## DATASET:
"""
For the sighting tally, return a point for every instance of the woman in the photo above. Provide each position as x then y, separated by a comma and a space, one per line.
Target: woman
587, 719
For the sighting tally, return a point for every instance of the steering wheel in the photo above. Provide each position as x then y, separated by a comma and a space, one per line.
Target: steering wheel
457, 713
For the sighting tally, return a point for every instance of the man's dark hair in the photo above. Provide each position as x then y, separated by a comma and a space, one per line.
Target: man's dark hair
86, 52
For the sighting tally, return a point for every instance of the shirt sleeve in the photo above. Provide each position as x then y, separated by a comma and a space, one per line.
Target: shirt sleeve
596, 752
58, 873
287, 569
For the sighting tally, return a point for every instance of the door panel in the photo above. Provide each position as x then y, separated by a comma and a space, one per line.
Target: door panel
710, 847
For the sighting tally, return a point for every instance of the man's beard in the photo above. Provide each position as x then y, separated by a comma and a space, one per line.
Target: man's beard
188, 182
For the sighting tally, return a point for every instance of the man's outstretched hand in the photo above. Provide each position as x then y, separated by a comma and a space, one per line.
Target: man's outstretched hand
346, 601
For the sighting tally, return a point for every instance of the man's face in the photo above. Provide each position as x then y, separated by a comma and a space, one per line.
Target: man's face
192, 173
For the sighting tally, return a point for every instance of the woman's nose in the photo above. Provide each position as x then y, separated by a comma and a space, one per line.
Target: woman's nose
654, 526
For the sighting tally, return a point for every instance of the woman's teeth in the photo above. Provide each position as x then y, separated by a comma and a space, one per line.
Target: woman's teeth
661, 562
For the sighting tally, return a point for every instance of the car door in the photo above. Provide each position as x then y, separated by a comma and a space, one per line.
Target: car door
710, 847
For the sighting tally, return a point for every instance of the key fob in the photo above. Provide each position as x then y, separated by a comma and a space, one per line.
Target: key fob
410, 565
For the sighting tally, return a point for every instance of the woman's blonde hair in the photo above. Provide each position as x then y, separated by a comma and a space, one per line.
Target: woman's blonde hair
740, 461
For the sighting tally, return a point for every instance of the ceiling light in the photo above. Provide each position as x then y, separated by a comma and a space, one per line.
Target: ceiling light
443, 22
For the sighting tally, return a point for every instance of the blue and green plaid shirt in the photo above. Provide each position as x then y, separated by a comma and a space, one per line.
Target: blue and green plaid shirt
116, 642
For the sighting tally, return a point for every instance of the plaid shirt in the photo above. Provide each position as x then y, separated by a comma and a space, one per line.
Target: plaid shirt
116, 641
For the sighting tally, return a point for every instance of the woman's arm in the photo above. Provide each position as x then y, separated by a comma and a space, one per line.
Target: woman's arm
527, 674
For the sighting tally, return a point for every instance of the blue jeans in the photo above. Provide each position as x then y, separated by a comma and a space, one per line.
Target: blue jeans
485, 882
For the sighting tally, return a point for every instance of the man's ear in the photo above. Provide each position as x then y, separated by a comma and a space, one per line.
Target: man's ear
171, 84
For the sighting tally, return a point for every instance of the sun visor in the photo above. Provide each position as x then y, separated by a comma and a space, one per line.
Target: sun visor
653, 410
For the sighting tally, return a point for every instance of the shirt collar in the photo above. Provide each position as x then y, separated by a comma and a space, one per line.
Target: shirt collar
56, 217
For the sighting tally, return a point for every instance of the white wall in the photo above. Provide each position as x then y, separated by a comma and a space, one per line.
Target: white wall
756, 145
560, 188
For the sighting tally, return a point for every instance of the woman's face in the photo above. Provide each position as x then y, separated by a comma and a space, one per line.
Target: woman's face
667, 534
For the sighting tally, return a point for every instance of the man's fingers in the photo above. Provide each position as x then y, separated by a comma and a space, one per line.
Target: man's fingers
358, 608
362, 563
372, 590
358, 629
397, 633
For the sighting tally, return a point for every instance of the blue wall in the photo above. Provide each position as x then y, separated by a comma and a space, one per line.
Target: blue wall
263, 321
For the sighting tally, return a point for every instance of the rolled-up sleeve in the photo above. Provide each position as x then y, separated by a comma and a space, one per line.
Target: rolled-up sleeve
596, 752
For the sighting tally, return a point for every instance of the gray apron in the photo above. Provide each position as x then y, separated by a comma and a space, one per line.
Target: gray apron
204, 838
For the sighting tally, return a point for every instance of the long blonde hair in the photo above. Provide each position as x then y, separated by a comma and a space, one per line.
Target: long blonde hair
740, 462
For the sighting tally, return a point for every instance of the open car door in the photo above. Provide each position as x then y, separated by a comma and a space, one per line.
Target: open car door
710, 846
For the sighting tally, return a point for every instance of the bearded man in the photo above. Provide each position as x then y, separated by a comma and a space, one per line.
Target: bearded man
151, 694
"""
## AIM:
The entries above must be returned in full, exactly as shown.

## RESULT BELOW:
For the sighting tally, return a point for every instance of the woman in the photo above. Provide each position as x then y, separated by a comma and a space, one per line.
Target: woman
587, 719
For the sighting tally, return a point for every instance of the steering wheel in the photo above. Provide each position as x then y, separated by a comma and a space, one per line.
Target: steering wheel
457, 713
For the sighting tally, return a point for every instance of the man's dark hair in the photo above. Provide each position as x then y, separated by a comma and a space, one per line.
Target: man's dark hair
86, 52
For the sighting tally, return a point for every instance of the shirt sleeve in the photo above. Provide each position as x then y, separated by a comma and a space, one per line.
Target: shirt sleeve
596, 752
58, 873
287, 569
For the sighting tally, return a point for every instance of the door panel in the photo above. Provide each position as x then y, separated by a comma and a space, one per line.
Target: door panel
710, 847
For the sighting tally, return a point for every instance of the man's beard in the photo above. Provide each position as x then y, separated by a comma and a space, one per line.
Target: man's beard
188, 182
For the sighting tally, return a point for every instance of the man's outstretched hand in the photo above. Provide each position as x then y, separated by a comma and a space, one per line.
Target: man's outstretched hand
346, 601
For the sighting tally, return a point for every instance of the man's face in the photo above. Provide each position as x then y, separated by a comma and a space, one per line.
Target: man's face
192, 173
For the sighting tally, return a point for every instance of the woman's nose in the photo above. Provide each position as x then y, separated by a comma and a space, one per line.
Target: woman's nose
654, 526
For the sighting tally, return a point for every instance of the woman's teeth in the photo above. Provide each position as x then y, separated by a comma and a space, one per line.
Target: woman's teeth
661, 562
For the sighting tally, return a point for every instance of the car door in the photo above. Provide each position as x then y, separated by a comma and a space, one per line.
Target: car door
710, 847
For the sighting tally, return a point for every instance of the key fob in the photo above. Provide each position as x then y, separated by a comma and a space, one per line.
Target: key fob
410, 565
For the sighting tally, return a point for every instance of the woman's blonde hair in the photo above. Provide each position as x then y, separated by a comma and a space, one per line.
Target: woman's blonde hair
740, 461
For the sighting tally, return a point for every instance of the ceiling light in the photo above. Provide each position as x then y, separated by a comma and a space, one per line.
Target: ceiling light
443, 22
For the sighting tally, return a point for every instance of the blue and green plaid shirt in the photo above. Provide each position as x then y, separated by a comma and a space, one per line.
Target: blue and green plaid shirt
116, 642
For the sighting tally, return a point for every instance of the plaid shirt in the photo above. Provide each position as x then y, separated by a comma and a space, one per line.
Target: plaid shirt
116, 641
For the sighting tally, return a point for every instance of the woman's arm in the photo above. Provide each position as x then y, separated by a comma and a space, one per line.
Target: woman's arm
527, 674
For the sighting tally, return a point for every instance of the blue jeans in the photo above. Provide each position as x then y, separated by a comma and a space, one per line.
Target: blue jeans
485, 882
For the sighting tally, return a point for every instance of the man's ear in the photo above. Provide each position as x then y, separated by a comma and a space, one per line.
Target: man's ear
171, 84
For the sighting tally, return a point for every instance of the sun visor in the photo above. Provide each position as x then y, separated by a comma and a space, one per line.
Target: sun visor
653, 410
For the sighting tally, return a point for every instance of the shirt collar in the photo above. Provide each position as x then y, separated by a comma and a space, one per line.
Target: shirt collar
56, 217
For the sighting tally, return a point for every instance of the white wall in the photo above. Provide each position as x then y, separated by a comma and a space, one per line.
Target: white wall
756, 145
560, 188
For the sighting tally, return a point for every instance of the woman's face in the photo above. Provide each position as x then y, separated by a comma and a space, one per line.
Target: woman's face
667, 534
For the sighting tally, return a point for every instance of the man's fingers in the photo above. Provide each position as x then y, separated by a comma and a space, one per line.
Target: man's fingers
358, 608
362, 563
372, 590
358, 629
397, 633
For the sighting tally, return a point for every instance of the blue wall in the photo above. Provide each position as x then y, separated by a comma and a space, one per line.
Target: blue wall
263, 321
For the sighting tally, return a point for every instance of the rolled-up sleeve in the photo above. Provide each position as x then y, separated by a comma and a space, one per line.
Target: rolled-up sleeve
596, 752
For the sighting tally, return a point for every instance of the gray apron in the photo above. Provide each position as x then y, separated by a comma and a space, one per line.
Target: gray apron
204, 838
For the sighting tally, return a point for every instance of the long blonde hair in the photo above. Provide each position as x then y, separated by a comma and a space, one per line.
Target: long blonde hair
740, 462
For the sighting tally, return a point for every instance of the open car door in the photo above. Provide each position as x then y, separated by a comma and a space, one per line.
Target: open car door
710, 846
For the sighting tally, return a point for every instance of the bearded man in the photo above. Provide each position as x then y, separated by a comma and a space, one per line.
Target: bearded man
151, 694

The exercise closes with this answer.